● **Aufgaben**:
**1.** Gib den Abschnitt des Textes über Fracking wieder, der bei „Zu 5.    Entsprechende Versuchsreihen/Erprobungen“ beginnt und bei „einfach nur Spüli.“ endet, und benenne darin „Frackingkommission“ in „Fracking-Expertenkommission“ um.
**2.** Fasse den Absatz des Textes über Fracking, der mit „Zu 4.“ beginnt, als kurze Liste zusammen und behalte dabei seine wichtigsten Aussagen bei.

● **Text**:
····················

Zu 3.    Es ist richtig, dass der oberirdische Flächenverbrauch bei Anwendung der horizontalen Bohrtechnik geringer ist, weil die Erschließung der Schiefergaslagerstätten von s. g. Clusterbohrplätzen aus erfolgt. Hierbei wird aber unterschlagen, dass unter dem Bohrplatz viele Bohrungen (siehe unter Zu 2.) erstellt werden und die Gesteinsschichten horizontal über viele km2 und vertikal um mehrere hundert Meter durch die Frackvorgänge dauerhaft und nachhaltig zerstört sind. Eine graphische Darstellung findet sich unter [7])

Zu 4.    Jeder Frackvorgang löst zugleich auch ein kleines seismisches Ereignis, deutlicher kleines Erdbeben aus. Hierbei muss und wird es aber nicht bleiben, weil sich die Spannungsverhältnisse im Gestein durch die Erdgasförderung (Druckabbau) weiter verändern, was letztendlich größere und stärkere Erdbeben mit Schäden an Gebäuden und Infrastruktur zur Folge haben kann. Beispiele aus der aktuellen Erdgasförderung gibt es zur Genüge.

Zu 5.    Entsprechende Versuchsreihen/Erprobungen in den USA wurden abgebrochen, weil die Rissausbreitung deutlich über die prognostizierten Werte hinausgingen. 

Auffällig ist bei den Befürwortern der Frackingtechnologie, hier sind CDU/CSU, FDP, aber auch Mitglieder der Frackingkommission an vorderster Front zu finden, dass sie kein Wort über die mit dem Fracking verbundenen Risiken und Probleme verlieren.

Kein Wort darüber worin die technischen Weiterentwicklungen begründet sind. Kein Wort darüber um welche Stoffgruppen es sich bei den „problemlosen“ und „ungiftigen“ Chemikalien im Frackfluid handelt. Warum sollte man das auch offenbaren, denn nach Aussage von Prof. Holger Weiß, Mitglied der Expertenkommission, ist dieses ja, verniedlichend, einfach nur Spüli. 

Fazit:

  • Die postulierten technischen Weiterentwicklungen (Bohrtechnik) sind schon zu Zeiten des Frackingverbotes angewendet worden, also in diesem Sinn nichts Neues. 
  • Für die „ungiftigen“, „nicht wassergefährdenden“ bzw. „nur schwach wassergefährdenden“ Frackfluide fehlt der Wirknachweis. 
  • Über die chemischen Reaktionen beim Zusammentreffen der Frackfluide mit den Porenwässern (Lagerstättenwasser) in der Analyse, sodass über die Wirkung dieser Chemiecocktails auf die Bohrung, die dauerhafte Bohrungsintegrität, die Umweltwirkung völlige Unkenntnis besteht.
  • Die mit der Förderung von Erdgas aus unkonventionellen Lagerstätten, wie Schiefergas-lagerstätten, verbundenen Risiken bestehen nach wie vor und uneingeschränkt.

····················

● **Datensätze**:
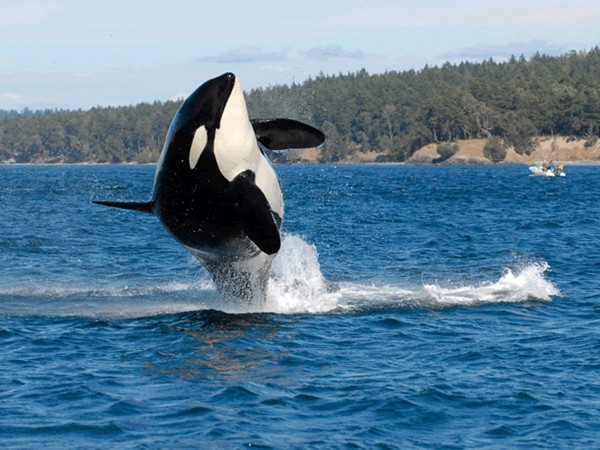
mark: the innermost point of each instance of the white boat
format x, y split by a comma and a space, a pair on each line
547, 170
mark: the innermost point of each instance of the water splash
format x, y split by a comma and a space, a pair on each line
297, 286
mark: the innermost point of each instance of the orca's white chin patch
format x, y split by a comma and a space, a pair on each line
235, 144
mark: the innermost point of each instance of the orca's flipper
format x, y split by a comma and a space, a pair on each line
259, 223
147, 207
281, 134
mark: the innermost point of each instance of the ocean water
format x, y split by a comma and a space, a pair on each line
409, 307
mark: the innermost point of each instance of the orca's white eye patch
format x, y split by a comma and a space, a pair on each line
198, 145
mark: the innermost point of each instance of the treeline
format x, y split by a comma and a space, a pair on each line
394, 113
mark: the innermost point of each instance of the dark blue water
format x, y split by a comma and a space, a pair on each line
410, 307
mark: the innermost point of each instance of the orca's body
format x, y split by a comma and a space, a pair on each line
215, 190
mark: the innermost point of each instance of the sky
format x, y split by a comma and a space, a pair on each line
72, 54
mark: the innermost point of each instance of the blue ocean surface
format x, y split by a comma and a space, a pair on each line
409, 307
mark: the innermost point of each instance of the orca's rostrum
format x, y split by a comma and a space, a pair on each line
215, 190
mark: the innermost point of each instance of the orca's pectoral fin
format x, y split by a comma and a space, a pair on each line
259, 223
281, 134
147, 207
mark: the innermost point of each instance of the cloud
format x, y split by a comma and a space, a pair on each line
328, 52
505, 51
244, 55
28, 13
11, 98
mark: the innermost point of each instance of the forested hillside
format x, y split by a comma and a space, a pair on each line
394, 113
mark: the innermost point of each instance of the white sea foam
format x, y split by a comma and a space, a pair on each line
297, 286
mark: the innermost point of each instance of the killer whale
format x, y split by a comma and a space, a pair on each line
215, 190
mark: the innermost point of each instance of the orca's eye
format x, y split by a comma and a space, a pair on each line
198, 145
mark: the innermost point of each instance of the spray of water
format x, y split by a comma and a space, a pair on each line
297, 286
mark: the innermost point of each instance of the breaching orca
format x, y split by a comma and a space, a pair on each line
215, 190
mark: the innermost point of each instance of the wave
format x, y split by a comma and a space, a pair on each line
297, 286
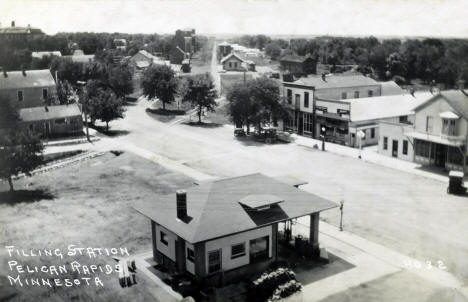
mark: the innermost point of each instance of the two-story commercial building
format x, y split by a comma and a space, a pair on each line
436, 134
325, 102
224, 230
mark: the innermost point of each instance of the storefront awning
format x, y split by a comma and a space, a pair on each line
449, 115
444, 140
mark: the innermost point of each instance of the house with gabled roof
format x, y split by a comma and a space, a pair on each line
223, 230
298, 65
233, 62
27, 88
439, 134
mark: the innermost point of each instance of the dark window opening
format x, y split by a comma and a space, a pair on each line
214, 261
306, 99
163, 238
237, 250
190, 255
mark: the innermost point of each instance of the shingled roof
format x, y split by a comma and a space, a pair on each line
216, 211
294, 58
336, 81
52, 112
26, 79
457, 99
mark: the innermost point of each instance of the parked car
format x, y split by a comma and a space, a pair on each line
239, 132
285, 136
267, 135
456, 183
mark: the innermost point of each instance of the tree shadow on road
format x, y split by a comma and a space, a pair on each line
20, 196
202, 124
111, 132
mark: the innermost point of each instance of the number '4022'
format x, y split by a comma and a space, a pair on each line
427, 264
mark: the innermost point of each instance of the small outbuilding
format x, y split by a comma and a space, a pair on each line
232, 62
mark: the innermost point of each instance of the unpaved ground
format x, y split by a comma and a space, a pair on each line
85, 205
399, 210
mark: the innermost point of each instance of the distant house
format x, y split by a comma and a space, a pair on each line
185, 40
232, 62
433, 134
298, 65
120, 44
78, 56
334, 102
225, 230
143, 59
41, 54
19, 33
52, 120
29, 88
224, 49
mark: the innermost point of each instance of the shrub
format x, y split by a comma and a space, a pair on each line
265, 286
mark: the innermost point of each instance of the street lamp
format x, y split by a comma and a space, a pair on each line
323, 131
341, 218
83, 84
360, 135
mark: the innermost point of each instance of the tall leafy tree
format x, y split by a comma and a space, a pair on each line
159, 82
20, 150
201, 93
104, 105
120, 80
257, 102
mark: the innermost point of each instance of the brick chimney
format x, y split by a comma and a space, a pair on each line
181, 199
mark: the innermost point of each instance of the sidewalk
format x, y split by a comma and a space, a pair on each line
371, 156
372, 261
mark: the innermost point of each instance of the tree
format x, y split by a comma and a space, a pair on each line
105, 106
256, 102
239, 106
20, 150
200, 92
159, 82
120, 81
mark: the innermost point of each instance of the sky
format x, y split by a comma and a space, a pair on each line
435, 18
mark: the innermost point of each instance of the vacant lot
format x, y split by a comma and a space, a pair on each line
87, 205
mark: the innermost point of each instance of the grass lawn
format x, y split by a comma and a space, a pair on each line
87, 205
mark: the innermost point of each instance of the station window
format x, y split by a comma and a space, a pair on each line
163, 238
190, 255
237, 250
306, 99
214, 261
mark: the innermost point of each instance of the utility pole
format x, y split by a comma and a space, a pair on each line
322, 135
82, 83
341, 212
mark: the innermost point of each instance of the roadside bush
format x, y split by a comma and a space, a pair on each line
274, 284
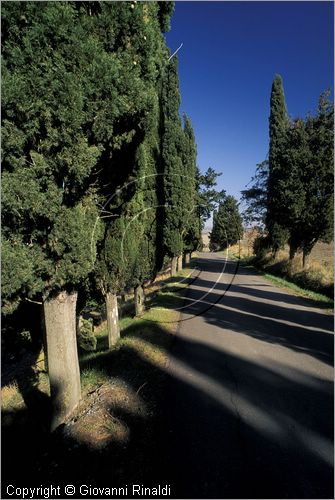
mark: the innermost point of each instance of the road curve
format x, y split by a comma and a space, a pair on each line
248, 412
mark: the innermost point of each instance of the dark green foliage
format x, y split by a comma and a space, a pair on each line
192, 223
255, 197
165, 13
278, 124
172, 156
49, 209
209, 197
306, 181
86, 338
227, 225
127, 255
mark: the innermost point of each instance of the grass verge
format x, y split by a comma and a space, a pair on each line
286, 282
114, 425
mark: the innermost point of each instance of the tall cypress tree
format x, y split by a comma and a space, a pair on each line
305, 187
192, 225
227, 225
278, 124
172, 154
49, 206
132, 143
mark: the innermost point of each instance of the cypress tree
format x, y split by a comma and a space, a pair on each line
278, 124
227, 225
49, 206
318, 216
136, 205
192, 227
306, 187
255, 197
172, 153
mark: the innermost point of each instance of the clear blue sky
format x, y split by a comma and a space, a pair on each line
231, 52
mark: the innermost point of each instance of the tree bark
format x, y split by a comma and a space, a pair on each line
173, 266
63, 365
305, 258
293, 251
113, 326
139, 300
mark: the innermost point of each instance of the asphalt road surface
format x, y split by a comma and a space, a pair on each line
249, 408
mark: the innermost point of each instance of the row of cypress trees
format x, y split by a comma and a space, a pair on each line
293, 190
99, 182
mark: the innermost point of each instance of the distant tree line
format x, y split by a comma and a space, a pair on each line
227, 224
99, 184
292, 192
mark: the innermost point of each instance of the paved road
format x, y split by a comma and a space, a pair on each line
249, 407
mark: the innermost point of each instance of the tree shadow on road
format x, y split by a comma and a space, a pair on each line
272, 444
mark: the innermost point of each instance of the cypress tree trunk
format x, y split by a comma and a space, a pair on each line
293, 251
44, 339
173, 266
113, 326
139, 300
305, 258
63, 365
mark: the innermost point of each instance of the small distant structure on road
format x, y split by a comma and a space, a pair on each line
205, 240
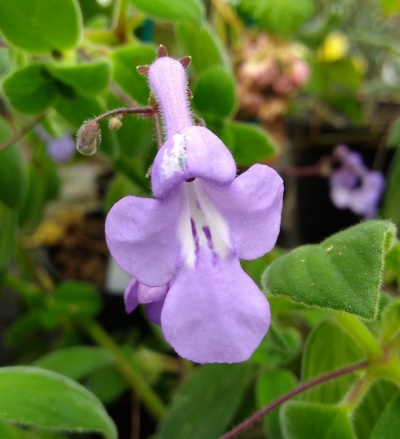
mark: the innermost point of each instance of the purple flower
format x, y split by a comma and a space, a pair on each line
183, 247
354, 186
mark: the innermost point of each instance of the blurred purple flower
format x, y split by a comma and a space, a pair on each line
61, 149
354, 186
183, 247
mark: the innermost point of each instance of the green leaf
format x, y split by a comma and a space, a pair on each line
75, 362
391, 200
174, 10
281, 346
31, 89
388, 425
328, 347
270, 386
43, 399
343, 273
79, 299
214, 94
393, 138
390, 7
8, 235
302, 420
282, 18
206, 402
87, 79
251, 143
391, 320
201, 43
39, 26
125, 61
106, 383
12, 171
369, 410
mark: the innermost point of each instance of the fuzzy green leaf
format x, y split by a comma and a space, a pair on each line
31, 89
302, 420
318, 359
43, 399
206, 402
87, 79
39, 26
251, 143
343, 273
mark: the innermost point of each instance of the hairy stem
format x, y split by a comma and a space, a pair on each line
21, 133
289, 395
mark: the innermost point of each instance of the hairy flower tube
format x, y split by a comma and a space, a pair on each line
183, 247
354, 186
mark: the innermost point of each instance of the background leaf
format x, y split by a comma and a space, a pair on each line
31, 89
342, 273
302, 420
174, 10
328, 347
270, 386
251, 144
206, 403
40, 398
39, 26
214, 94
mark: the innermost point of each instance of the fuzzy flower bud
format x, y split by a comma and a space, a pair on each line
88, 137
115, 123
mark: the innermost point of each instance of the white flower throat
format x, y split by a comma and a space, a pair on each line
201, 226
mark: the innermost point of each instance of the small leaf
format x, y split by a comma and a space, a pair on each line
388, 425
79, 299
391, 320
283, 17
369, 410
87, 79
12, 171
174, 10
125, 61
206, 403
214, 94
251, 144
75, 362
39, 26
43, 399
302, 420
270, 386
31, 89
327, 348
201, 43
343, 273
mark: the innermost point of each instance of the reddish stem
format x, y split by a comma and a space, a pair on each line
301, 388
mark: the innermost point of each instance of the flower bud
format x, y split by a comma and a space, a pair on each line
88, 137
114, 123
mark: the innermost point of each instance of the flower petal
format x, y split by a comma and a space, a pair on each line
130, 297
215, 313
195, 152
252, 206
153, 310
141, 236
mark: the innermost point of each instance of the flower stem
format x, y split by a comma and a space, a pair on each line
21, 133
361, 335
299, 389
135, 380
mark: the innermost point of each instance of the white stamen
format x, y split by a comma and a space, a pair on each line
204, 215
174, 160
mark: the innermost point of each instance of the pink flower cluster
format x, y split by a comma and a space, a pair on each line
269, 73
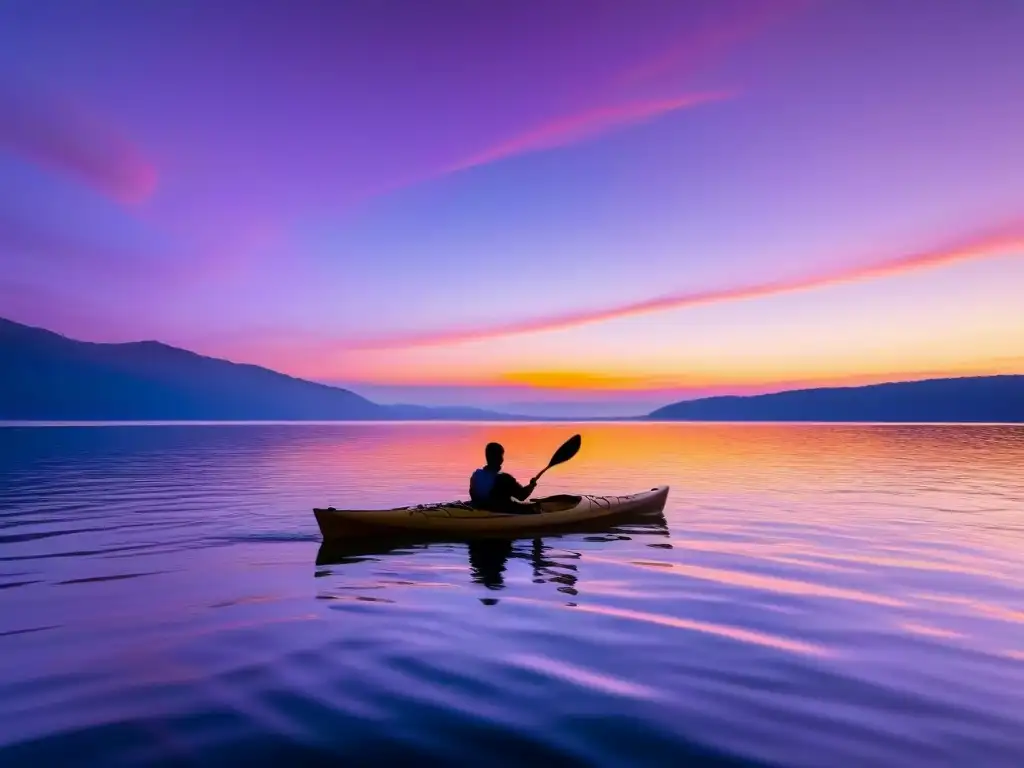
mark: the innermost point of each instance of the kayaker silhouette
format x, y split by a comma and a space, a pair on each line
491, 488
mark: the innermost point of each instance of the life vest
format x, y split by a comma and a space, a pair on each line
481, 483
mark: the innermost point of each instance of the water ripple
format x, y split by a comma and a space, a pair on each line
814, 595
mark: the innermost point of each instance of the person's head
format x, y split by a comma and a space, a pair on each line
495, 455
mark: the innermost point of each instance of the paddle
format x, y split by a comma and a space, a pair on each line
567, 450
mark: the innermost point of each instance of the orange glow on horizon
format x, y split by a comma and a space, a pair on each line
1001, 240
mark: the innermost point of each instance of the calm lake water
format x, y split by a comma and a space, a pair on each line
816, 596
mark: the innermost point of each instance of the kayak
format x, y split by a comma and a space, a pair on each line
550, 513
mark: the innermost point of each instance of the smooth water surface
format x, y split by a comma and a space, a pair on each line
815, 596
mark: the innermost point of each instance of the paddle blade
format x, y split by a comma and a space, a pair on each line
568, 449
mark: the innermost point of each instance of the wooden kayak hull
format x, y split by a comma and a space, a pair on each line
557, 512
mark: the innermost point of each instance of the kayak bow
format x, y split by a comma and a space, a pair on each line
551, 513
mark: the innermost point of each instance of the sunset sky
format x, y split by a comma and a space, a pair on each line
590, 207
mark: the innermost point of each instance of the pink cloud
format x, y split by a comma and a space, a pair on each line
999, 240
573, 128
54, 134
694, 50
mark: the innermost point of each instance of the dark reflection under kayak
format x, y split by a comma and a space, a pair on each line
488, 555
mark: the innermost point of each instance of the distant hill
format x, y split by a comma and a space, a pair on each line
45, 376
982, 398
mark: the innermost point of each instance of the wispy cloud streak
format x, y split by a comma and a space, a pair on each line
574, 128
53, 134
998, 241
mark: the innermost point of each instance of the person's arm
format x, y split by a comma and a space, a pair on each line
521, 493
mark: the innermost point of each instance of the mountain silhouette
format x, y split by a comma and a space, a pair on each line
46, 376
980, 398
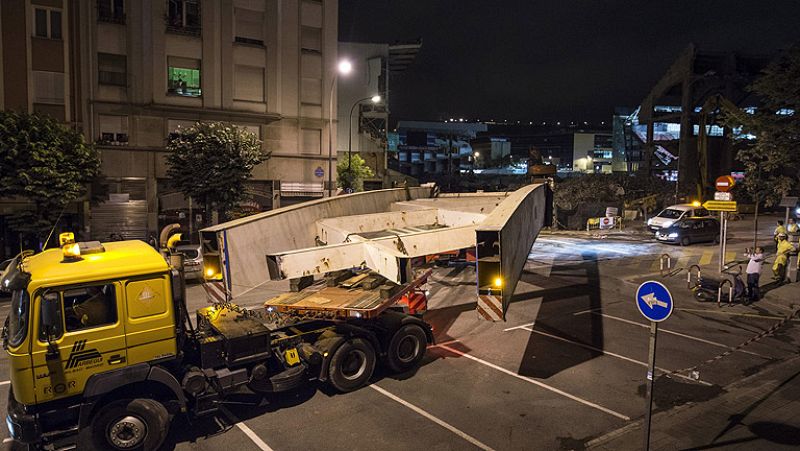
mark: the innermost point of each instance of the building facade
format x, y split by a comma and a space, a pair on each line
128, 73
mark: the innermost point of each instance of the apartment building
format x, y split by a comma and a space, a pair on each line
130, 72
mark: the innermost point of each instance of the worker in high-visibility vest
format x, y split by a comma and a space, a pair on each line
793, 230
782, 258
780, 229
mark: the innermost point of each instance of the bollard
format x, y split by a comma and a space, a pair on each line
689, 276
661, 263
730, 292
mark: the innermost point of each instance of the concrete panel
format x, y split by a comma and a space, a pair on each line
504, 241
248, 240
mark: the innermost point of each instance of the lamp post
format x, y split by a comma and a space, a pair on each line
375, 99
344, 67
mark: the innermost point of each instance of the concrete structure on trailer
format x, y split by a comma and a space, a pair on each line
384, 231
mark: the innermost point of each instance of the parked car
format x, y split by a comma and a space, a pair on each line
192, 261
674, 213
690, 230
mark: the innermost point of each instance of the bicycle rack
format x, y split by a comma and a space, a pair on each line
730, 292
664, 258
689, 276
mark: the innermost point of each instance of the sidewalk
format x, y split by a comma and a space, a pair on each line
761, 412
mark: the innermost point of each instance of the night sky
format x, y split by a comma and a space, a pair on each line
553, 60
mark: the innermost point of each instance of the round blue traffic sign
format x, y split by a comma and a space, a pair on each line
654, 301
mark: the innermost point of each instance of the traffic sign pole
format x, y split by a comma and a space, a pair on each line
651, 371
654, 302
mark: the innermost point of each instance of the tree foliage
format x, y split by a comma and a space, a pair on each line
46, 163
771, 159
211, 161
350, 173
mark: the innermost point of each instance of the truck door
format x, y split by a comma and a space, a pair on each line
89, 339
149, 319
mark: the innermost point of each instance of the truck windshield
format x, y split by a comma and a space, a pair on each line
18, 317
670, 213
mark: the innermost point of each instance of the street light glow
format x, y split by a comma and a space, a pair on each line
345, 67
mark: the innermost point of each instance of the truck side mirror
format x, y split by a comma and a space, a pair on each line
50, 311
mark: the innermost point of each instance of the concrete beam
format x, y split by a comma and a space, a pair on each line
504, 241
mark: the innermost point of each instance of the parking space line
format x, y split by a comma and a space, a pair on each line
247, 431
539, 384
613, 354
724, 312
433, 418
679, 334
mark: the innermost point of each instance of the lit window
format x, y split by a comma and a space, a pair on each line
47, 23
183, 77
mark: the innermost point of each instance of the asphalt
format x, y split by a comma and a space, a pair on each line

····················

● **Vollständige Lösungen**:
**1.**
Zu 5.    Entsprechende Versuchsreihen/Erprobungen in den USA wurden abgebrochen, weil die Rissausbreitung deutlich über die prognostizierten Werte hinausgingen. 

Auffällig ist bei den Befürwortern der Frackingtechnologie, hier sind CDU/CSU, FDP, aber auch Mitglieder der Fracking-Expertenkommission an vorderster Front zu finden, dass sie kein Wort über die mit dem Fracking verbundenen Risiken und Probleme verlieren.

Kein Wort darüber worin die technischen Weiterentwicklungen begründet sind. Kein Wort darüber um welche Stoffgruppen es sich bei den „problemlosen“ und „ungiftigen“ Chemikalien im Frackfluid handelt. Warum sollte man das auch offenbaren, denn nach Aussage von Prof. Holger Weiß, Mitglied der Expertenkommission, ist dieses ja, verniedlichend, einfach nur Spüli.

**2.**
- Jeder Frackvorgang löst ein kleines seismisches Ereignis aus, also ein kleines Erdbeben.
- Durch die Erdgasförderung (Druckabbau) verändern sich die Spannungsverhältnisse im Gestein weiter.
- Das kann größere und stärkere Erdbeben mit Schäden an Gebäuden und Infrastruktur zur Folge haben.
- Beispiele dafür gibt es in der aktuellen Erdgasförderung zur Genüge.